## begin Dataset entries

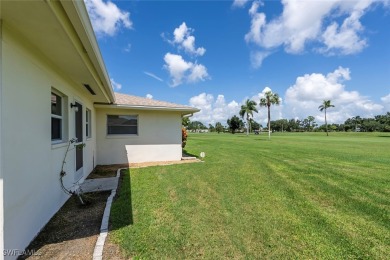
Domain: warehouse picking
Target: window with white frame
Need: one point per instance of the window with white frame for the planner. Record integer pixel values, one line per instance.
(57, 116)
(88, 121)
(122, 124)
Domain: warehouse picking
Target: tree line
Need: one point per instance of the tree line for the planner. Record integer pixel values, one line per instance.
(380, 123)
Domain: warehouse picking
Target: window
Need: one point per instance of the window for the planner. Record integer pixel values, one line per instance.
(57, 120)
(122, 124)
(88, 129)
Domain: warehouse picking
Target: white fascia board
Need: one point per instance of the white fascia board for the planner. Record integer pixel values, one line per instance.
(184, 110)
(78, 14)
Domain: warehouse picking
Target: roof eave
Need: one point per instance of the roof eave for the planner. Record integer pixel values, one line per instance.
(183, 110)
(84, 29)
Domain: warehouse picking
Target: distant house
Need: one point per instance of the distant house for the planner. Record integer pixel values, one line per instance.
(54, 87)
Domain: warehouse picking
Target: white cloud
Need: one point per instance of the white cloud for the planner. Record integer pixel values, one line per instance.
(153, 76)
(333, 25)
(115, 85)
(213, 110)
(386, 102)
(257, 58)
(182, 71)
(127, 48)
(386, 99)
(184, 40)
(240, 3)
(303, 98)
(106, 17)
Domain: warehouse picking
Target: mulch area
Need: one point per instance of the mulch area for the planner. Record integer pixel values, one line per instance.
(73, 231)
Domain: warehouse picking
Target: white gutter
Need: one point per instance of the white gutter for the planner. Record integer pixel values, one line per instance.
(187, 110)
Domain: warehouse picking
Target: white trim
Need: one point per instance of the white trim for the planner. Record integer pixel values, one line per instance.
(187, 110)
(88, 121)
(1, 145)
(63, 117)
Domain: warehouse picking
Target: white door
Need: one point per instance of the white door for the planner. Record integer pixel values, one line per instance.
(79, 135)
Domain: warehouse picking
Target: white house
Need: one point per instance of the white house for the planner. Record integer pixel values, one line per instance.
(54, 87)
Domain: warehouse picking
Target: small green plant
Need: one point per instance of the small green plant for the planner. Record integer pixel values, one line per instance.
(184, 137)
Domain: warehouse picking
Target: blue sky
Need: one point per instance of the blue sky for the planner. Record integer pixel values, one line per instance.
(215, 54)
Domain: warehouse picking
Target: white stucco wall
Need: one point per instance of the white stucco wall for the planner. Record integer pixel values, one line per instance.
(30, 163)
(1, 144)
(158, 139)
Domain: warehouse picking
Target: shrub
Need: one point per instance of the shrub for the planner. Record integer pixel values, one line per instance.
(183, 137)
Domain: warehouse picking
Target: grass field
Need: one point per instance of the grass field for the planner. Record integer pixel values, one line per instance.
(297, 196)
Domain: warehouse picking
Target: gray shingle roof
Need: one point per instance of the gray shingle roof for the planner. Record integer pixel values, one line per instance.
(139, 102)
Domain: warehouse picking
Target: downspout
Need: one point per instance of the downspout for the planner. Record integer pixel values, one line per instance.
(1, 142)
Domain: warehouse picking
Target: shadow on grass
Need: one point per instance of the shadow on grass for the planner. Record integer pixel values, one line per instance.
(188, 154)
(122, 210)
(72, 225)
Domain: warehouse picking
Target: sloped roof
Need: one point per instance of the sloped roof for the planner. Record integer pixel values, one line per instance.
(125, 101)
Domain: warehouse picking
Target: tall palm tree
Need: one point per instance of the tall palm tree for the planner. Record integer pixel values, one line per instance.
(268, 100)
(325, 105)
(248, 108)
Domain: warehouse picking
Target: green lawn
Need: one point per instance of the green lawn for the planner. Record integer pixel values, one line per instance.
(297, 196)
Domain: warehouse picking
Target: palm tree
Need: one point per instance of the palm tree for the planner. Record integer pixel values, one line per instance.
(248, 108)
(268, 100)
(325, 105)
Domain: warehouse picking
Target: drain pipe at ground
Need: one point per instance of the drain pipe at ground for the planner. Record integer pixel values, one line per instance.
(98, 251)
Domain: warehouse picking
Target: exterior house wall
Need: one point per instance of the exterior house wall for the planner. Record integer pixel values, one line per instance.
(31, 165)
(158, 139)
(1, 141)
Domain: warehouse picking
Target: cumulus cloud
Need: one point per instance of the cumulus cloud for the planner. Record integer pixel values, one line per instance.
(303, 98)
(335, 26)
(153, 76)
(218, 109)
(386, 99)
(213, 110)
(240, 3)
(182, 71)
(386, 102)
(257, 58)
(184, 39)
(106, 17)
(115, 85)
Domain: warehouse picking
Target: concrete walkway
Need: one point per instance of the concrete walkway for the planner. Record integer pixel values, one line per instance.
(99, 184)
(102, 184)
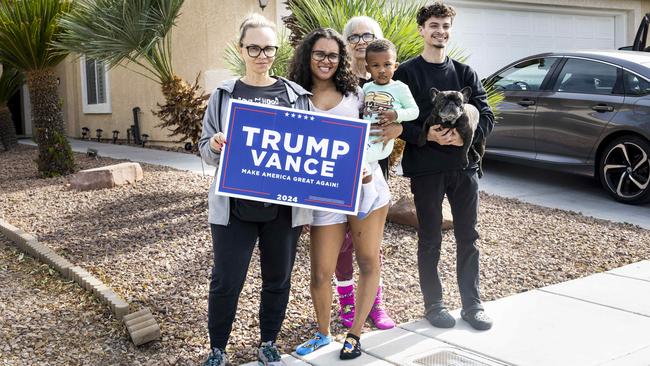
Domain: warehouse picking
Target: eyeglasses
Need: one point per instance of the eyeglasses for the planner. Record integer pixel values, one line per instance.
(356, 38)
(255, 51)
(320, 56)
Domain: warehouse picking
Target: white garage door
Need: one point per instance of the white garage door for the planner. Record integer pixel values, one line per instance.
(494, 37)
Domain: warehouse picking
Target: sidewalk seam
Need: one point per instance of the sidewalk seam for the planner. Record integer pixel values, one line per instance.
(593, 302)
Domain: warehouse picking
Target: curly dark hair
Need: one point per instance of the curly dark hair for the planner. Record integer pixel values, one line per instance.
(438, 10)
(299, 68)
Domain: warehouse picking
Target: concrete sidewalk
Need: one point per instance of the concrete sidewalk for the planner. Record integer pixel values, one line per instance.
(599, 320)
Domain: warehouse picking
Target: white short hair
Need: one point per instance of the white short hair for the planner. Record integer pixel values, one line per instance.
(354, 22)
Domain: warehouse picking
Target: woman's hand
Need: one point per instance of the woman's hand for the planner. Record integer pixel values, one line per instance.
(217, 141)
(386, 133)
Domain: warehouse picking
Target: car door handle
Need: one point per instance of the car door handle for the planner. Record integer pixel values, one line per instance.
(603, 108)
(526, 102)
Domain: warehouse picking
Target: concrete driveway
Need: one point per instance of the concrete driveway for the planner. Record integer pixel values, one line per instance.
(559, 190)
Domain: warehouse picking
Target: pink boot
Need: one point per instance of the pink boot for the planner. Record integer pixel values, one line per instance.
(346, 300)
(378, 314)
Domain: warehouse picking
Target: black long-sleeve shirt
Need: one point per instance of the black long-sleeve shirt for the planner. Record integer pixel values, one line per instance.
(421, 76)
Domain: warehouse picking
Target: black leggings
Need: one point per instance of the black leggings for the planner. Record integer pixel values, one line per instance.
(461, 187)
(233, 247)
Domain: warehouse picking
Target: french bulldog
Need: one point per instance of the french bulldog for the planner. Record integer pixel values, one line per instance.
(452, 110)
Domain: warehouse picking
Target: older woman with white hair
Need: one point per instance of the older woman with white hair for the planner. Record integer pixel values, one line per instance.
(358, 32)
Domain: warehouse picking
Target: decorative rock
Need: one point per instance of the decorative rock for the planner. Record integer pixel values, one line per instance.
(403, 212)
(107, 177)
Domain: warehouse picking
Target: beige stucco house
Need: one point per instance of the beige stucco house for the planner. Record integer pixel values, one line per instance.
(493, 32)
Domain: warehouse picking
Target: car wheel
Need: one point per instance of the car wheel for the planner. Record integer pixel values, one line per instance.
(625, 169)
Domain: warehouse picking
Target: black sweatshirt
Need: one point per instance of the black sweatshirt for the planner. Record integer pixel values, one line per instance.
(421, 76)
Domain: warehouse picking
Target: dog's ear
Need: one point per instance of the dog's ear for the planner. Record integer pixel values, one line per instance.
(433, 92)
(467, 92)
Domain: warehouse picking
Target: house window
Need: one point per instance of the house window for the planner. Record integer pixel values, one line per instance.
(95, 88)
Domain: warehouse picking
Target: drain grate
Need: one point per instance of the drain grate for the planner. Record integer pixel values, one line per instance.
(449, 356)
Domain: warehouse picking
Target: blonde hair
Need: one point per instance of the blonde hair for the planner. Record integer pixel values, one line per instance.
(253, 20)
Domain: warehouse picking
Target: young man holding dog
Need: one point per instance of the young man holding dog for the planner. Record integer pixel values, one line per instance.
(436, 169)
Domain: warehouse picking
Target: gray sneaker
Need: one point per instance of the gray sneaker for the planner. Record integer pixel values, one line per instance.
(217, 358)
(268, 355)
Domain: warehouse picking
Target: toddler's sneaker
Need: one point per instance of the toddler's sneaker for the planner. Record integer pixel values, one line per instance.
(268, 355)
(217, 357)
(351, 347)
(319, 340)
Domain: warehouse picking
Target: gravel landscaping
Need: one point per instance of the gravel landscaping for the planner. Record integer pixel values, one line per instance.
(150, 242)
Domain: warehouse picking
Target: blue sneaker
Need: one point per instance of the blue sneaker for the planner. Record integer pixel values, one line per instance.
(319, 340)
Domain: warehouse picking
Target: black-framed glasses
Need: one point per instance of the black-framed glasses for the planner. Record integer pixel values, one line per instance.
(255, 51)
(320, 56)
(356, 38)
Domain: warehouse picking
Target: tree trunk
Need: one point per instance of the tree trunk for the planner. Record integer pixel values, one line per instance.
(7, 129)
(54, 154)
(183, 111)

## end Dataset entries

■ Aim ■
Please show every line above that contains the string "plant", copying each one in full. Case counts, so match capital and lowercase letters as given.

■ The response ■
Target: small green plant
Need: one point per instance of the small green plant for the planner. Record integer pixel values, one line per instance.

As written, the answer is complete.